**Task goal**
Please reproduce every record, keeping each one exactly as written.

**Records for this task**

========================================

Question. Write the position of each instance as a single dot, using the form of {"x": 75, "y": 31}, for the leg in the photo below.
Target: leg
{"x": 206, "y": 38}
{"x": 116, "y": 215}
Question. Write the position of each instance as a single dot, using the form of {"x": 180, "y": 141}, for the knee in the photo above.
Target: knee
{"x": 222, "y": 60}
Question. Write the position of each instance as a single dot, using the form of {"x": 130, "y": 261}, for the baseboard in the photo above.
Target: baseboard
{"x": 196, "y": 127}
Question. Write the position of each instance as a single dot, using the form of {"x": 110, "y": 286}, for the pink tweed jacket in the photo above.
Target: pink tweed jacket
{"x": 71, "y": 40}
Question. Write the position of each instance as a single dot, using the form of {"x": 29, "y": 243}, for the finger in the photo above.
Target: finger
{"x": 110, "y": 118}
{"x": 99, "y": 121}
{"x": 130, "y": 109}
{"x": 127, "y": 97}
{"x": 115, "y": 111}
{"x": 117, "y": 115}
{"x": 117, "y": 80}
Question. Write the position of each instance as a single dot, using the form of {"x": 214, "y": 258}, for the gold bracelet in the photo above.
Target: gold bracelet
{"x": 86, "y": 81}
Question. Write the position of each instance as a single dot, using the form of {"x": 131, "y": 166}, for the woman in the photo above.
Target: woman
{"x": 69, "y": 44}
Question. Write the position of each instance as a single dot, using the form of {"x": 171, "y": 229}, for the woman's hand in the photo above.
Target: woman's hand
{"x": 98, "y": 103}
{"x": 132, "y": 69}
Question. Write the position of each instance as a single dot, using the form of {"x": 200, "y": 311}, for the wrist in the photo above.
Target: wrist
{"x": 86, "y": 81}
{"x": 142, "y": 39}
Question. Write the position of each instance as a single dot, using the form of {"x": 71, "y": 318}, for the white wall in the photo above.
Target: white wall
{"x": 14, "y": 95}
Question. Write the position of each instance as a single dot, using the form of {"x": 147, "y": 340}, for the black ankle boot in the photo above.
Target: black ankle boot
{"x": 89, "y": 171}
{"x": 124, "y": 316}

========================================

**Answer below**
Question. Write the position of each instance as a single dot, using the form of {"x": 75, "y": 31}, for the leg in the photo below.
Target: leg
{"x": 206, "y": 38}
{"x": 116, "y": 215}
Question. Write the position of each instance as a single dot, using the form of {"x": 180, "y": 141}, for the knee in the photo above.
Target: knee
{"x": 222, "y": 60}
Question. Write the position of each instance as a single dot, using the form of {"x": 130, "y": 261}, for the baseboard in the photo above.
Target: baseboard
{"x": 196, "y": 127}
Question. Write the position of each instance as a single dot, using the form of {"x": 110, "y": 286}, for the pink tweed jacket in the photo above.
Target: pink tweed jacket
{"x": 71, "y": 40}
Question. Write the position of each instance as a single dot, using the form of {"x": 29, "y": 243}, for the finger in the photo above.
Target: finger
{"x": 110, "y": 118}
{"x": 99, "y": 121}
{"x": 130, "y": 109}
{"x": 127, "y": 97}
{"x": 115, "y": 111}
{"x": 117, "y": 115}
{"x": 117, "y": 80}
Question. Write the position of each instance as a single dot, using the form of {"x": 214, "y": 258}, for the gold bracelet in the photo above.
Target: gold bracelet
{"x": 86, "y": 81}
Question. Write the position of each instance as a single dot, using the form of {"x": 131, "y": 166}, for the woman in the photo above.
Target: woman
{"x": 69, "y": 44}
Question. Write the position of each instance as a single dot, using the form of {"x": 171, "y": 229}, for the woman's hand in the photo above.
Target: woman's hand
{"x": 98, "y": 103}
{"x": 132, "y": 69}
Question. Write the position of each instance as a single dot, using the form of {"x": 200, "y": 311}, for the wrist in the photo above.
Target: wrist
{"x": 86, "y": 81}
{"x": 142, "y": 39}
Question. Write the position of each instance as a single dot, using the form of {"x": 71, "y": 318}, for the white wall in the photo above.
Target: white wall
{"x": 14, "y": 95}
Question. Write the position of each instance as a single dot, using the form of {"x": 147, "y": 340}, for the black ankle boot in the photo above.
Target: black ankle boot
{"x": 89, "y": 171}
{"x": 124, "y": 316}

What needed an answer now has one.